* _Excerpted text_
CLEVELAND — The United States has now passed 600,000 deaths due to the coronavirus. That is the number of Americans who have died in of cancer in 2019 and is close in size to the population of Denver, Colorado.
The news comes as the country begins to emerge for the summer, with a drop in daily cases and fatalities. However, a former Cleveland State University volleyball player has words of warning: Do not let your guard down.
Marissa Durand, 19, expected to bounce back quickly when she contracted COVID-19 in August 2020, just after returning to campus for her sophomore year.
"I was a little concerned at the beginning, because I had so many symptoms," she told us.
But her symptoms -- including fatigue, shortness of breath, nausea and an increased heart rate -- worsened even after her 14-day quarantine.
"My parents had to make me breakfast, my parents had to make me lunch," Durand said. "I had to sit down in the shower. there were times that my mom had to walk me upstairs to my bedroom."
Ten months after contracting the virus, Durand is slowly recovering, but she was formally diagnosed with post-acute sequelae of COVID-19 (PASC). She's a COVID "long-hauler," with symptoms including a rapid heartbeat of up to 190 beats per second that can start just by standing up.
Durand's cardiologist, Dr. Tamanna Singh at the Cleveland Clinic, says post-COVID symptoms impacting the heart can normally last weeks. In Marissa's case, those symptoms have lasted close to a year.

* _Data records_
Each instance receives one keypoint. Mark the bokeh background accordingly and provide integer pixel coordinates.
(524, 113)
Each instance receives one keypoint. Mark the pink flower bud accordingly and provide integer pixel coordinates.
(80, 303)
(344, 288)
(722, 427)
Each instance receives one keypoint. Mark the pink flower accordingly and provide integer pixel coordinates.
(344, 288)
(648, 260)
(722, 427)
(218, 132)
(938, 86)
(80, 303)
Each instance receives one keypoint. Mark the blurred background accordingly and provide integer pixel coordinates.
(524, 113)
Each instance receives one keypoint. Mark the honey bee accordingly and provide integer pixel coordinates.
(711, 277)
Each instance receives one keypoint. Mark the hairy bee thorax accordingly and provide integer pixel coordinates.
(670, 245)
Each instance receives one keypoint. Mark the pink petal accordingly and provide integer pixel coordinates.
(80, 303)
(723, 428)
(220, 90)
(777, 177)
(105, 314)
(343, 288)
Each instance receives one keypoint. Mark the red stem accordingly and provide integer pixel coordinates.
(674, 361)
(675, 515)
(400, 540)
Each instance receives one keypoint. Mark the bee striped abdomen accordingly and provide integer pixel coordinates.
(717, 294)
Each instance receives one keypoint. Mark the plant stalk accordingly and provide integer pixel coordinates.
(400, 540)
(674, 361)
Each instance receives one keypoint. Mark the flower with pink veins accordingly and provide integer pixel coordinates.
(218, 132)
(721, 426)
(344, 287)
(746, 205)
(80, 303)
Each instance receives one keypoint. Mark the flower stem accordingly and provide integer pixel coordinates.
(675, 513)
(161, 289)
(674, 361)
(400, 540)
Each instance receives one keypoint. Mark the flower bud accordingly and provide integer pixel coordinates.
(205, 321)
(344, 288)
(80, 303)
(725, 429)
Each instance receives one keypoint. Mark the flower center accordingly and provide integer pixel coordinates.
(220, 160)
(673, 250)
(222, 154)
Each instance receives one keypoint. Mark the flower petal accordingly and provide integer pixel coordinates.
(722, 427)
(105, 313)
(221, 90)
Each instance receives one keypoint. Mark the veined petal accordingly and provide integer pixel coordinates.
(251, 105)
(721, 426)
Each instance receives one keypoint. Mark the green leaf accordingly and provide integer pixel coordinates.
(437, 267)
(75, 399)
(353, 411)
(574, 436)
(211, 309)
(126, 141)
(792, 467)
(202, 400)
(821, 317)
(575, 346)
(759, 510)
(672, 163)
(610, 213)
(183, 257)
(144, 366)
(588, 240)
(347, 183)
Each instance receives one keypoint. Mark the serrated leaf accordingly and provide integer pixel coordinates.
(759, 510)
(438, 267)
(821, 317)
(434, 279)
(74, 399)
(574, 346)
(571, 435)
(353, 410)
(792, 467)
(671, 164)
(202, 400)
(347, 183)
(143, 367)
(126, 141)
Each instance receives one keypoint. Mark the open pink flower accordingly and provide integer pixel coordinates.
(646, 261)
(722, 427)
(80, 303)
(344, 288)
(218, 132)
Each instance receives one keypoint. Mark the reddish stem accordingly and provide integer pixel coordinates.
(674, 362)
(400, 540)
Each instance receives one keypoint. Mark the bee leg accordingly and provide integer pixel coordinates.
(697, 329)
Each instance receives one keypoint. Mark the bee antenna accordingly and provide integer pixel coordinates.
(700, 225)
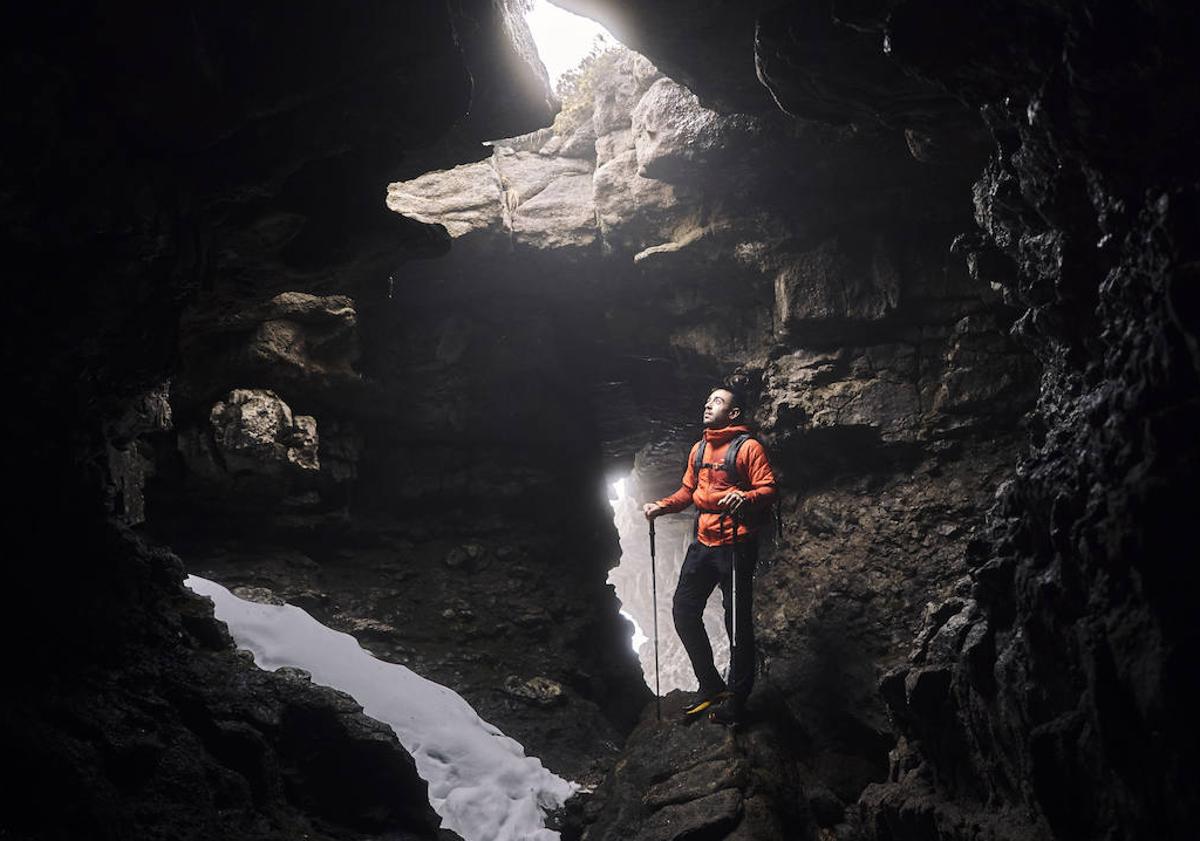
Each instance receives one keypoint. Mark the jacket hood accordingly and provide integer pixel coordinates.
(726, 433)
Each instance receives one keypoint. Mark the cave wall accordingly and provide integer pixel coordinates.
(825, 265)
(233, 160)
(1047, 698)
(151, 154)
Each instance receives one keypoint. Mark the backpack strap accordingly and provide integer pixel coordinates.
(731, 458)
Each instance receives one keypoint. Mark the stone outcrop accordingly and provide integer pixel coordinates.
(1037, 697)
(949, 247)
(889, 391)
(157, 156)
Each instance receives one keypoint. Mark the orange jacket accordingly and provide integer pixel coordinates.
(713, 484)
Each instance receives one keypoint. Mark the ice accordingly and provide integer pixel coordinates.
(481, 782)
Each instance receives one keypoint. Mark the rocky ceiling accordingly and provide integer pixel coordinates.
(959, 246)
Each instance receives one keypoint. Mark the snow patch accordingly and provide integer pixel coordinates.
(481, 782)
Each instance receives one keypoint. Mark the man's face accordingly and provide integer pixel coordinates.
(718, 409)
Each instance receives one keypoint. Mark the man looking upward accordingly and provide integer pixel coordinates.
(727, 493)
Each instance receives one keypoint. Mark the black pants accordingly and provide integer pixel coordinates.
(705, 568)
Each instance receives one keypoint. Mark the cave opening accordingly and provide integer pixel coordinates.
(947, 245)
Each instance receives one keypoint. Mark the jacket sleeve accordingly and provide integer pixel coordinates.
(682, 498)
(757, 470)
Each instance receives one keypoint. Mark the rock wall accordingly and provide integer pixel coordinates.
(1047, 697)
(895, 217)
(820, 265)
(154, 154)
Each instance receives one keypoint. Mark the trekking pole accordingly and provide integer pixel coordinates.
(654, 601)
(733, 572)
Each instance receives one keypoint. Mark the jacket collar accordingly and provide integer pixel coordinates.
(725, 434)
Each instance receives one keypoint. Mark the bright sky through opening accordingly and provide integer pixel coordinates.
==
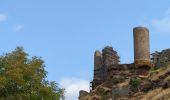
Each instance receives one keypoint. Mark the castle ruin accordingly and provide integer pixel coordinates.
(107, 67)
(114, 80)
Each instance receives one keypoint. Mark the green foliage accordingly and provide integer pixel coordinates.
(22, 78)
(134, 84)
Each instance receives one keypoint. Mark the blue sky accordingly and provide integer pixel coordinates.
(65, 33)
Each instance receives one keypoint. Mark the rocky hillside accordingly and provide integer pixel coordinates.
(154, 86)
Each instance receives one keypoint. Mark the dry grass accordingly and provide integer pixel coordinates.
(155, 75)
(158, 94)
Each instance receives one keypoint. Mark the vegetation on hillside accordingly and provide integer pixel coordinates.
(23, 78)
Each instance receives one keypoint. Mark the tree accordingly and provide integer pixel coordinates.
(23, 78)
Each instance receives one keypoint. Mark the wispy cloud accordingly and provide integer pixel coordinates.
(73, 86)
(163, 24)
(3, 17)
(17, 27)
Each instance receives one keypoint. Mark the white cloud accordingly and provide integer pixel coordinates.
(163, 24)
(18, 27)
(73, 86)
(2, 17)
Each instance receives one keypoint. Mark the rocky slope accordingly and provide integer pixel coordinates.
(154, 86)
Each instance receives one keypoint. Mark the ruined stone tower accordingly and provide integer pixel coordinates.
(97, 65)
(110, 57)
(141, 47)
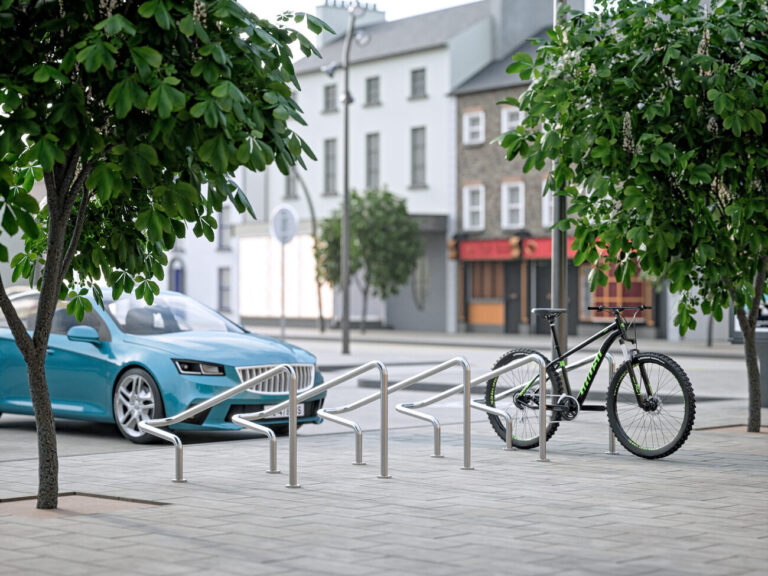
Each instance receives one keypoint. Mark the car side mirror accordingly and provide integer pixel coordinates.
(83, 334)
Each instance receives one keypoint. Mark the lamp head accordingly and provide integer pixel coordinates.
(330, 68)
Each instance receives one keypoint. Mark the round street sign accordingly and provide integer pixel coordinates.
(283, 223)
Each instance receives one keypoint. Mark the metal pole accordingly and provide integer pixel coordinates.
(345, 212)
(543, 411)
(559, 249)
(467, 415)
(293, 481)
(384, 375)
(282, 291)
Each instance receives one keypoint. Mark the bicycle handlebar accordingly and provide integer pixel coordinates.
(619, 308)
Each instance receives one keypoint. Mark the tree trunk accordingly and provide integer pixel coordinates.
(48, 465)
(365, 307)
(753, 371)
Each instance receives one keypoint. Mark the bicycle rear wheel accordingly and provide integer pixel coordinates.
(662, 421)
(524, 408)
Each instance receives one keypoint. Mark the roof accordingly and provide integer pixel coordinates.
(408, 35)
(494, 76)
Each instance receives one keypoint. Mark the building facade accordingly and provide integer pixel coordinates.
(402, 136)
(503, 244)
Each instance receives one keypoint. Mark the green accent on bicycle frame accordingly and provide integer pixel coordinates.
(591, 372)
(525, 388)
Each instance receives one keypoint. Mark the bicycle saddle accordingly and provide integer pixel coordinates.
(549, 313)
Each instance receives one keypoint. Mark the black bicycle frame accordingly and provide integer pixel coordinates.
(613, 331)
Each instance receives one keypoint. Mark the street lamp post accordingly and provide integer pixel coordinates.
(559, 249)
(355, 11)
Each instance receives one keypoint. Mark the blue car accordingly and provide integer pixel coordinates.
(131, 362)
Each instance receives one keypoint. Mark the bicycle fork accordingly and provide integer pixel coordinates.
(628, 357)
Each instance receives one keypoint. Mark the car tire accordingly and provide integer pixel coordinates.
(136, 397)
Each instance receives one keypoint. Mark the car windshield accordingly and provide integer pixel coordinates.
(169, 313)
...
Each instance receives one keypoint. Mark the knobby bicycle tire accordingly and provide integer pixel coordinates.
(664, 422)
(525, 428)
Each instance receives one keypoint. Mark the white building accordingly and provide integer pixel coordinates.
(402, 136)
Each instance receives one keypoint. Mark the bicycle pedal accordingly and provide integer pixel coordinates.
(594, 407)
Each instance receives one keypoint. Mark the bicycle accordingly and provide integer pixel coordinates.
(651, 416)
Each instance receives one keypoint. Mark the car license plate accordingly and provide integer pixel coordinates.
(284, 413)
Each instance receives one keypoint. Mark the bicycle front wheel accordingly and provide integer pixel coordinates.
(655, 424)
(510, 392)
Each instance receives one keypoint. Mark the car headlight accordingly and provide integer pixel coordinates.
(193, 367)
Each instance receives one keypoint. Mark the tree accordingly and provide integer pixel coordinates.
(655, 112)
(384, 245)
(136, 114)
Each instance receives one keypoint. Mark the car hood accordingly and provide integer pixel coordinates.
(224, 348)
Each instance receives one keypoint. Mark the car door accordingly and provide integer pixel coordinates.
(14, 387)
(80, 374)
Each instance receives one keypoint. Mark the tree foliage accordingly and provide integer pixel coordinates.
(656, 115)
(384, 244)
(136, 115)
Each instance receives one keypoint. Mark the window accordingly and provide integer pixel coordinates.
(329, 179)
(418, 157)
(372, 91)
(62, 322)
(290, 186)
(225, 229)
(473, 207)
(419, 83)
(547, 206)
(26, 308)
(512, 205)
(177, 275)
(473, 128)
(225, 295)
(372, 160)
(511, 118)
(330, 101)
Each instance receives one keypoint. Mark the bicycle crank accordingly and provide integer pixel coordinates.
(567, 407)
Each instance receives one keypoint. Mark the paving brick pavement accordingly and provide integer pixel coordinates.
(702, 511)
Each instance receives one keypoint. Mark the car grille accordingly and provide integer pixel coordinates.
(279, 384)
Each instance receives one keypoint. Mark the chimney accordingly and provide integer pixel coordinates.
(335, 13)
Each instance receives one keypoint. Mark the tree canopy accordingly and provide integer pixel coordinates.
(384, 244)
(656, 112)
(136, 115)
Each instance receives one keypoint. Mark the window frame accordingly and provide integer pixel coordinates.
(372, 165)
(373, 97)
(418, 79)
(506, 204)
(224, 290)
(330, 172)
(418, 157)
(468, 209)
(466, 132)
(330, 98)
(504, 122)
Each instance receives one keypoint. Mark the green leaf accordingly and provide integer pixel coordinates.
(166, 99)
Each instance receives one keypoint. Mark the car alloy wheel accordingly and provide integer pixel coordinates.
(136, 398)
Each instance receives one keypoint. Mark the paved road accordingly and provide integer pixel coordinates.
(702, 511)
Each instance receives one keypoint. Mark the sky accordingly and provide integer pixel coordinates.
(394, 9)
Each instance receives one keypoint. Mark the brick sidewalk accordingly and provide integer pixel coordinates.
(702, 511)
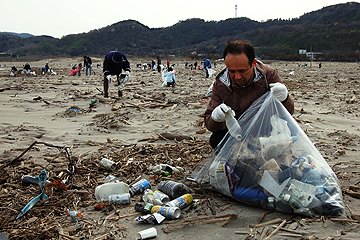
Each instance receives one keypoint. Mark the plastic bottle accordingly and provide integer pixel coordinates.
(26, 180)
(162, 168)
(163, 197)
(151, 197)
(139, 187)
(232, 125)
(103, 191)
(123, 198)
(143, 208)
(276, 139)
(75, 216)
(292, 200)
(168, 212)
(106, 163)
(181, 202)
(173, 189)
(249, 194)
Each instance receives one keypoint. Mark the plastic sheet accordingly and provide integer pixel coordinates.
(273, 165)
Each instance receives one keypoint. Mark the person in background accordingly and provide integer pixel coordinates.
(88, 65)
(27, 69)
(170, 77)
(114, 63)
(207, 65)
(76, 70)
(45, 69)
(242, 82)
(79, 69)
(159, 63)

* _Problems to solve_
1. In the news article about the COVID long-hauler, transcribe everything from "CLEVELAND — The" down to "she told us.".
2. According to the news article about the COVID long-hauler, who is Marissa Durand's cardiologist?
3. Resume the news article about the former volleyball player's long COVID from the point where it stops.

* _Task responses_
1.
CLEVELAND — The United States has now passed 600,000 deaths due to the coronavirus. That is the number of Americans who have died in of cancer in 2019 and is close in size to the population of Denver, Colorado.
The news comes as the country begins to emerge for the summer, with a drop in daily cases and fatalities. However, a former Cleveland State University volleyball player has words of warning: Do not let your guard down.
Marissa Durand, 19, expected to bounce back quickly when she contracted COVID-19 in August 2020, just after returning to campus for her sophomore year.
"I was a little concerned at the beginning, because I had so many symptoms," she told us.

2. Dr. Tamanna Singh at the Cleveland Clinic.

3.
"It's heartbreaking, especially for young individuals like Marissa," Singh said. "We're quite concerned about myocarditis, which is essentially a viral and immediate inflammation of the heart muscle."
Singh and Durand say therapies and medication are working, but unfortunately, Marissa won't be returning to the volleyball team because she simply can't.
"There's so much more going on," she lamented. "I'm trying to walk a mile instead. I kind of just knew and I slowly had to adapt to it.
"Don't overestimate how healthy you are. From my position, I thought I'd be fine, had no reason to think I'd be affected by it. … But you never know, so it's better to be safe than sorry."
Marissa and Singh stress the importance of the COVID-19 vaccine as a way to stop the spread of the virus and the variants which continue to spread throughout the world. This fall, Durand will return to campus for her junior year at Cleveland State, majoring in biology with a minor in marketing.